### Exercise task
Copy out word for word the lines from the start of the material through the line containing "<point>899,370</point>", including that line.

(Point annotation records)
□ □ □

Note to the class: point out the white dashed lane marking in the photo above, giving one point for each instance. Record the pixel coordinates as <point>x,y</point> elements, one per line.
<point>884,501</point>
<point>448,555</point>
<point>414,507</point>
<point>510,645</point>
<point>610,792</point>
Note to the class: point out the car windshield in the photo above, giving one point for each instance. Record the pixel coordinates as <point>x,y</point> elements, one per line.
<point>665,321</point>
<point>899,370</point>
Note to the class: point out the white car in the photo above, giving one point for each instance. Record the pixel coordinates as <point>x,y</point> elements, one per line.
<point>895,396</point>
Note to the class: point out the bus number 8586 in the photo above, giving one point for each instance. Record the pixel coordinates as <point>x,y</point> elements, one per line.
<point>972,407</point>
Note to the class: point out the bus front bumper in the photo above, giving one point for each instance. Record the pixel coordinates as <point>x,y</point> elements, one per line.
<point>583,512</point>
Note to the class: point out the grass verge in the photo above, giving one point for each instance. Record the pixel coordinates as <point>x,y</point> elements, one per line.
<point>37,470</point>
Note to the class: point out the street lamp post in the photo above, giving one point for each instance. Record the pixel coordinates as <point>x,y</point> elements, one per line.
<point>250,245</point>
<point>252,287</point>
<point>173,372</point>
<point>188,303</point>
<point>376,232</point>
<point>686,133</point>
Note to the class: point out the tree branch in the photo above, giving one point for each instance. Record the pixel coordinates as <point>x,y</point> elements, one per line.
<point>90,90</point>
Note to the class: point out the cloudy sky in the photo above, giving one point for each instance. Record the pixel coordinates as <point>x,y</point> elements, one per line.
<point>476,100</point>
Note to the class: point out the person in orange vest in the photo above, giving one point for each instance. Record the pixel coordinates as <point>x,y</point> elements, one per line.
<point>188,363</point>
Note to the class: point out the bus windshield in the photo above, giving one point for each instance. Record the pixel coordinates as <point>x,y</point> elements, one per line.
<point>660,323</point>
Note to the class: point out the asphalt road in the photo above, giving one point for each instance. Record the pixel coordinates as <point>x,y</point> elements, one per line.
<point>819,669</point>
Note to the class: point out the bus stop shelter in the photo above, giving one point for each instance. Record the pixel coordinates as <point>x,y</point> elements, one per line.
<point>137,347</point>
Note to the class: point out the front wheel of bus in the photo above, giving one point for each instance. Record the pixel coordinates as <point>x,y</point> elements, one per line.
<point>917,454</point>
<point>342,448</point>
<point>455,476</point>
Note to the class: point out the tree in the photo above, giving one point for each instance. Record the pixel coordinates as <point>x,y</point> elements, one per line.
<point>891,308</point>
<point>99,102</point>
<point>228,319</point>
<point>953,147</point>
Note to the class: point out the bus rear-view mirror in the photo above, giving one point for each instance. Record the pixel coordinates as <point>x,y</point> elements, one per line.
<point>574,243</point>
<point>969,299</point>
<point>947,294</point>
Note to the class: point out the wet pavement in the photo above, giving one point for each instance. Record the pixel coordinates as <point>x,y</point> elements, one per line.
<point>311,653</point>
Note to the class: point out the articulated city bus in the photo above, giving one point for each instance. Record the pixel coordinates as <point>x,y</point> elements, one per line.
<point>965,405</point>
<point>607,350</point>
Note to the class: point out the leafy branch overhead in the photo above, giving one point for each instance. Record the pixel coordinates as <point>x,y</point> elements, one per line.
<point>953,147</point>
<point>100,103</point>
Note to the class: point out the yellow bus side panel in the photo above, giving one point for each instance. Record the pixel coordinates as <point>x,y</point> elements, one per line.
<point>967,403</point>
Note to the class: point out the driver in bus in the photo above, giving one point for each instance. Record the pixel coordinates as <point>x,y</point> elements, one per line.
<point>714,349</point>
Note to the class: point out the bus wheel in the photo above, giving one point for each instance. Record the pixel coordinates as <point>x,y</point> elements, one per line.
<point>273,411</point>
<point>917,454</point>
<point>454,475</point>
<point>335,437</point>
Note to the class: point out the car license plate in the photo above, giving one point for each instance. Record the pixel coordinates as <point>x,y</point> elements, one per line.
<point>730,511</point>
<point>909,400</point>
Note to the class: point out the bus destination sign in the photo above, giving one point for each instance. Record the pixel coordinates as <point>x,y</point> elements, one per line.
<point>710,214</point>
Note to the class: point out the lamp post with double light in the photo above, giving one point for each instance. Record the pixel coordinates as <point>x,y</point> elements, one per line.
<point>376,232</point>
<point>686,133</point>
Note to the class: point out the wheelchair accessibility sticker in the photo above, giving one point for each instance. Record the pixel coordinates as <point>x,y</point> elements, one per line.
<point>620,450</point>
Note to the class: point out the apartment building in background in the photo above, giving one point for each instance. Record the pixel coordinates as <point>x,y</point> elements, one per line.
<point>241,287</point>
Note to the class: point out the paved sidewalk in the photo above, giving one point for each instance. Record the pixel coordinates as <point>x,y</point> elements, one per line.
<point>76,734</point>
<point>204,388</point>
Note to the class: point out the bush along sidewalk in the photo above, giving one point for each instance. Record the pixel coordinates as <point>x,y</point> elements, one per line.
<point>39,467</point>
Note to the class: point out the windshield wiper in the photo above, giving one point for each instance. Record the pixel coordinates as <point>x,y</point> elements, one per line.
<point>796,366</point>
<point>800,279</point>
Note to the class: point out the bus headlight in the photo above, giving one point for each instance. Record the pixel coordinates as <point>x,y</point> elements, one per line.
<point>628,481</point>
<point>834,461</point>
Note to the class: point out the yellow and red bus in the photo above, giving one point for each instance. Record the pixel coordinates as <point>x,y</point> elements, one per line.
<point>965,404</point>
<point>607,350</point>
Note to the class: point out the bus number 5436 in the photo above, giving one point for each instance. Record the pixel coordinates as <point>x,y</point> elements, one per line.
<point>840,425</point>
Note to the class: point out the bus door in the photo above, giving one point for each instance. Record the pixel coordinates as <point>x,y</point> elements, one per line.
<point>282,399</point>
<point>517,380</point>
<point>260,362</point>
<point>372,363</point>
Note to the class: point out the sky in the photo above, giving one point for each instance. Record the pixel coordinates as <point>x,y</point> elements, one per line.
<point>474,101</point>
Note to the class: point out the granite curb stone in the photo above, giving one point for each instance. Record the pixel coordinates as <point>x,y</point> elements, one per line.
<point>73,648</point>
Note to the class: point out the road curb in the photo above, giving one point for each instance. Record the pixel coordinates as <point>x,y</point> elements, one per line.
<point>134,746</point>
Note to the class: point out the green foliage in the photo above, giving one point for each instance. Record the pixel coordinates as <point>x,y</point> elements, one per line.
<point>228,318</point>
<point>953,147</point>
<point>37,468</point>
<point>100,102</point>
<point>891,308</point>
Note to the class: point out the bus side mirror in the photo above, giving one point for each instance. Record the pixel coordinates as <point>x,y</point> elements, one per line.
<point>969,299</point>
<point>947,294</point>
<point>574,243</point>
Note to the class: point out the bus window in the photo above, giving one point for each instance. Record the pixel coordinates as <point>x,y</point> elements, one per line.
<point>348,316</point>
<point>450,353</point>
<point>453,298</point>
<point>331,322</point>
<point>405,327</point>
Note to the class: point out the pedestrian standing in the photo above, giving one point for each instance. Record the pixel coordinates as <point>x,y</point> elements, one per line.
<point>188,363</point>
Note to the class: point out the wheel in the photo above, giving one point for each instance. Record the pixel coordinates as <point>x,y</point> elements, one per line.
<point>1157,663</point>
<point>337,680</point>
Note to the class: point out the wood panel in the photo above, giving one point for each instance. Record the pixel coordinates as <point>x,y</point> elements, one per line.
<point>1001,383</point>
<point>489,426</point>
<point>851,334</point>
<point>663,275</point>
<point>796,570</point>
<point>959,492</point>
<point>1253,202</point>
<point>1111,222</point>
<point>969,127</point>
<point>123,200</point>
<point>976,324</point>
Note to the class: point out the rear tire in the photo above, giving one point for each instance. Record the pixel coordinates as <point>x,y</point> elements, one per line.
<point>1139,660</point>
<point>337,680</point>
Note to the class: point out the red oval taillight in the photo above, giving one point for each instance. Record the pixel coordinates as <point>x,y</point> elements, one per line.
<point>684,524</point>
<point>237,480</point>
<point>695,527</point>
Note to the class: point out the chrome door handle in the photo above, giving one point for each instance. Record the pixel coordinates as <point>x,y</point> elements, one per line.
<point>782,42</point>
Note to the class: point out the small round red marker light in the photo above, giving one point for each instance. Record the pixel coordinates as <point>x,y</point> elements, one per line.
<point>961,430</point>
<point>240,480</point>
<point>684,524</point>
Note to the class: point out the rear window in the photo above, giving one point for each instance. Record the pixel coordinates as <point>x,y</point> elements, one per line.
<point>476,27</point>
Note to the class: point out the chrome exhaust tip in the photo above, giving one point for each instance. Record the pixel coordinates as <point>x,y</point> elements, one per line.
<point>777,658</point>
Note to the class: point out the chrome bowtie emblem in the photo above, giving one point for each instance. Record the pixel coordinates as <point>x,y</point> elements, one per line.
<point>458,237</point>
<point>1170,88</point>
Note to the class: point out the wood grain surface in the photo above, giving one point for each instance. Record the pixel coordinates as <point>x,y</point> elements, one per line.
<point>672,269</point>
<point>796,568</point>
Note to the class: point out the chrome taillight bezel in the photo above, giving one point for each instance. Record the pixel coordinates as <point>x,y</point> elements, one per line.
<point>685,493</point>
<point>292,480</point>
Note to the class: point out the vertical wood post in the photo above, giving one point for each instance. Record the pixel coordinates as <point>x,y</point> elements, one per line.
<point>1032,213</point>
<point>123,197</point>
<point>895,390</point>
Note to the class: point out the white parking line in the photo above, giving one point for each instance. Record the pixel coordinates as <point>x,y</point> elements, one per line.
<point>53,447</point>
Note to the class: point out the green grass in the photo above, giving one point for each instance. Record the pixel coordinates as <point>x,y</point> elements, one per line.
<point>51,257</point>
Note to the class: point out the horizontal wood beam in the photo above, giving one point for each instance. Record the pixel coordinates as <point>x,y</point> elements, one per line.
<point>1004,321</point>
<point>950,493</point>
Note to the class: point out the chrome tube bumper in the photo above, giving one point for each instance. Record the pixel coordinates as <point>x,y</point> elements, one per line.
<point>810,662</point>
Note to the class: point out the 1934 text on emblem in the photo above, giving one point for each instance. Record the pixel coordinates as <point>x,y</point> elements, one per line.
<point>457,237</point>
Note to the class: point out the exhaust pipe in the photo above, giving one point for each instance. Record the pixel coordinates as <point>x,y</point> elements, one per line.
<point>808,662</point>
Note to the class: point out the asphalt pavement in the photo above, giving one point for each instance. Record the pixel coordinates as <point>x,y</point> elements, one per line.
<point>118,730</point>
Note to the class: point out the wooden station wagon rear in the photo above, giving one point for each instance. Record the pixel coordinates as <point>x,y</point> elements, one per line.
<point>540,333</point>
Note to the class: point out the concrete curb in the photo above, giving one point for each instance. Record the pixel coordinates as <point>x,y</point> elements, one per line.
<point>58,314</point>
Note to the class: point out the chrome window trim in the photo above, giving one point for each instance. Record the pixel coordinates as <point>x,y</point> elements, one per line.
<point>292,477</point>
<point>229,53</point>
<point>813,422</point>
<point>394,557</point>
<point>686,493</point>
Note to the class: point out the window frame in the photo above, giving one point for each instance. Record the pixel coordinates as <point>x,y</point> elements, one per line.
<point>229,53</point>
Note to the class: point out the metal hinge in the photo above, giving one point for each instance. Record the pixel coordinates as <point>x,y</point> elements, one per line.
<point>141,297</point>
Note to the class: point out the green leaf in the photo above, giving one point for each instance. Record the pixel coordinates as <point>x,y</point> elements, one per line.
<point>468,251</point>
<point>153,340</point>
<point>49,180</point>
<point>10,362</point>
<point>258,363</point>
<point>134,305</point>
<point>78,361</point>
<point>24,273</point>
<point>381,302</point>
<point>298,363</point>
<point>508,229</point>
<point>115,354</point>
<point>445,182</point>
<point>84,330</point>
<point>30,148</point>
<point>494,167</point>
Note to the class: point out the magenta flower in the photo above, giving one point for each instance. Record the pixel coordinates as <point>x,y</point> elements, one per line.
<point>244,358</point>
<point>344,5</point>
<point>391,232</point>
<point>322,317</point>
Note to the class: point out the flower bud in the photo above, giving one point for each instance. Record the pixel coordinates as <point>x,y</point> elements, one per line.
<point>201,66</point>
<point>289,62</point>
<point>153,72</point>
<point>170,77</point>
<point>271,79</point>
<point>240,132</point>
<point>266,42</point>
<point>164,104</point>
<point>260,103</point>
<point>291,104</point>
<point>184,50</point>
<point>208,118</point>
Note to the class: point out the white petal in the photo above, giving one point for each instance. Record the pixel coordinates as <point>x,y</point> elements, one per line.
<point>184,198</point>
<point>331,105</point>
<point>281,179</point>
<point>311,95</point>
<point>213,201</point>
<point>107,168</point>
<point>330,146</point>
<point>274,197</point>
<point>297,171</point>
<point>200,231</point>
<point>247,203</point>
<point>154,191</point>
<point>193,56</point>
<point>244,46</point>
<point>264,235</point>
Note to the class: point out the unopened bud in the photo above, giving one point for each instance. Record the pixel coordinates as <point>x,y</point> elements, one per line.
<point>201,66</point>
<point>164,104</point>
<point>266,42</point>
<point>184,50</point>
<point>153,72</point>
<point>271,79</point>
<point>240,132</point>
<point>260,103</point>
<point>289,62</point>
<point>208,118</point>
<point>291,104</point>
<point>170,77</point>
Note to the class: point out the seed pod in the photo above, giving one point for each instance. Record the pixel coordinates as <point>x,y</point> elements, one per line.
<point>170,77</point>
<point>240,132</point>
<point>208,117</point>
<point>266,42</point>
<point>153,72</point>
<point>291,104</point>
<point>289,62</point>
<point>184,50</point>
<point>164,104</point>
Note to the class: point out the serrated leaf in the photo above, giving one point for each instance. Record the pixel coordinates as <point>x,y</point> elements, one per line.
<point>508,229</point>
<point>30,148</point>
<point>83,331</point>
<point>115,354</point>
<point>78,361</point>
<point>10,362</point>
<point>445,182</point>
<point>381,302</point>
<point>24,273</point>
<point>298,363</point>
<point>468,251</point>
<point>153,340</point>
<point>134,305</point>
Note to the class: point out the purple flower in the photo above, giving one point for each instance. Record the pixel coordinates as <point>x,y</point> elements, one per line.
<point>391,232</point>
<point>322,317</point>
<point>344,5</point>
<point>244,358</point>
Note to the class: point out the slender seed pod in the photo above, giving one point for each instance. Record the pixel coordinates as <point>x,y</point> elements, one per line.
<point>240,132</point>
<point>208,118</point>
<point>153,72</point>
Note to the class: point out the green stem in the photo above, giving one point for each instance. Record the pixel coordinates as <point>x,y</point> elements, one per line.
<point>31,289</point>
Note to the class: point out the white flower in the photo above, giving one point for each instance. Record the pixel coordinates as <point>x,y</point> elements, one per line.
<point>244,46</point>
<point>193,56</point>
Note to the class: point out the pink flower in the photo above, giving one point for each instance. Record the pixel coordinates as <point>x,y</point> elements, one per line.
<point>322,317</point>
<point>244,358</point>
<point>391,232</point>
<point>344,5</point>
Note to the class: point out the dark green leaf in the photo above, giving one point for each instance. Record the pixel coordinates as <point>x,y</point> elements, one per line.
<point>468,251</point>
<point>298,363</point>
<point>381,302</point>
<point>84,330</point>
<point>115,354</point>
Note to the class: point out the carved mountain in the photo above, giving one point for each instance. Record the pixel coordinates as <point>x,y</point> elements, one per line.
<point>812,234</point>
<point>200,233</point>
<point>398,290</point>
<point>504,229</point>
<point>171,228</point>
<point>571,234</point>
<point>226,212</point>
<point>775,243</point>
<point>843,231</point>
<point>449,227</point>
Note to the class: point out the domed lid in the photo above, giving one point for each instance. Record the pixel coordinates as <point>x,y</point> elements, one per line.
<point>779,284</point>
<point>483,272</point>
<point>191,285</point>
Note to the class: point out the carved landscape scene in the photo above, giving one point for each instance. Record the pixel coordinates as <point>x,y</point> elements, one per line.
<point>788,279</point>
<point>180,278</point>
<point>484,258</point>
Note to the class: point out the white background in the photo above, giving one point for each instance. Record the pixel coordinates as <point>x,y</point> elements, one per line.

□ □ □

### Output below
Note to the class: point out the white dashed lane marking in the photo above, giving one point for each instance. Record the pixel coordinates as <point>x,y</point> elements, one per line.
<point>884,501</point>
<point>448,555</point>
<point>414,507</point>
<point>510,645</point>
<point>610,792</point>
Note to the class: point out the car windshield in the photo above, giving one point for each instance. Record the pixel coordinates as <point>x,y</point> elements, one per line.
<point>665,321</point>
<point>899,370</point>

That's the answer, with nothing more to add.